Text passage:
start
Sunday, 4 October 2009

The Amazing Ruby: Precompiled Header Hack for Eclipse CDT

With a good IDE, such as Eclipse, and good libraries, such as boost, programming in C++ is almost bearable. Unfortunately, boost's magic templates take a long time to compile. Like most compilers, g++ provides precompiled headers to mitigate this problem, but support for these in Eclipse has so far been limited. This post describes a hack to get some level of precompiled header support in Eclipse with the g++ tool chain on Linux.

How it Works

The usual build process for a C++ project in Eclipse is:

  1. Eclipse writes Makefiles based on the source files in your project, and your project's configuration settings.
  2. Eclipse calls make, and make builds your project.

Here we'll replace step 2 with:

  1. Eclipse calls a ruby script.
  2. The ruby script edits Eclipse's generated Makefiles to include build rules for the precompiled header.
  3. The ruby script calls make, and make builds your project, using the precompiled header as needed.

Using this approach, you can add and remove files from your project or change configuration settings, and things will work mostly as expected.


The current limitations of this method are:

  1. The script only supports one precompiled header file per project. It works like Visual Studio, in this regard: you have to supply a header file (stdafx.h) that includes all the headers you want to precompile.

  2. You can only add precompiled header support to one configuration for each project; for example, if you have precompiled headers in the Debug configuration, they won't be used in the Release configuration. This is because the script puts the precompiled header into the source folder, rather than in the build folder.

  3. This is a hack. Your mileage may vary. It may not work in future versions of eclipse.

So, with those caveats in mind, the next section describes how to get it set up.


  1. Make sure you have ruby installed and that you can run it from a terminal (command prompt). These instructions have been tested with Ruby 1.8.7 on Ubuntu 9.04 (Jaunty). You can install ruby via the Synaptic package manager.
end
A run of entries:
start
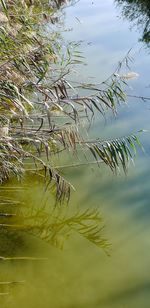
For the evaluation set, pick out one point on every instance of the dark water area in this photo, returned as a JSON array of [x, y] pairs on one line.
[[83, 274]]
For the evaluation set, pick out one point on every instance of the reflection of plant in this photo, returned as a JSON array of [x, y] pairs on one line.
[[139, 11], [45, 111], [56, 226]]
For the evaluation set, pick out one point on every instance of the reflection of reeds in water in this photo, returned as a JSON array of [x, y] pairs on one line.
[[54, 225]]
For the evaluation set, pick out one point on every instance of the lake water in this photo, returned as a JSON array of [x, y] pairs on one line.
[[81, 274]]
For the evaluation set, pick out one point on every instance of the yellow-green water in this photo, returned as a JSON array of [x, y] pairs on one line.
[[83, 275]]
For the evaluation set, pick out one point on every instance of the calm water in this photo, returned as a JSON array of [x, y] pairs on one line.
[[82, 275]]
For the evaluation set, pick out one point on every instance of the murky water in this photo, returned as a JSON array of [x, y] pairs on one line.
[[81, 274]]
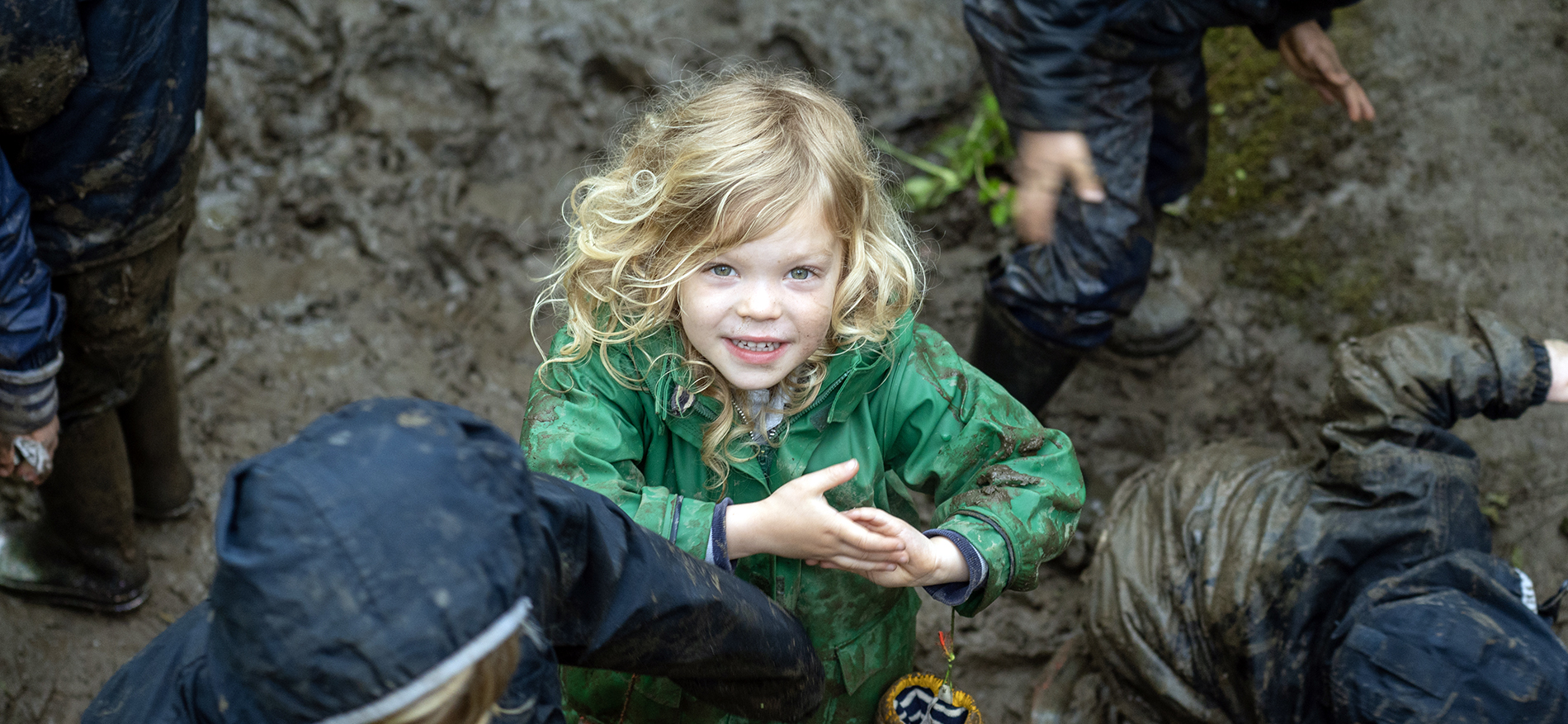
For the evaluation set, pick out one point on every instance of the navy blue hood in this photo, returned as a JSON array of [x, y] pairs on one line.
end
Direction 1: Which Ruby version and which Ubuntu release was the setup in the Eclipse precompiled header post tested with?
Direction 2: Lay out the entry lines from the line with "of the yellow-green" up to and including the line with "[[83, 275]]" as a Markdown table with the columns Number and Entry line, leaving out blank lines.

Exercise result 1: Ruby 1.8.7 on Ubuntu 9.04 (Jaunty).

Exercise result 2:
| Number | Entry line |
|---|---|
| 1 | For the evaluation set, pick out one point on every instance of the yellow-green water in this photo, returned as a JSON array of [x, y] pairs on one line. |
| 2 | [[83, 275]] |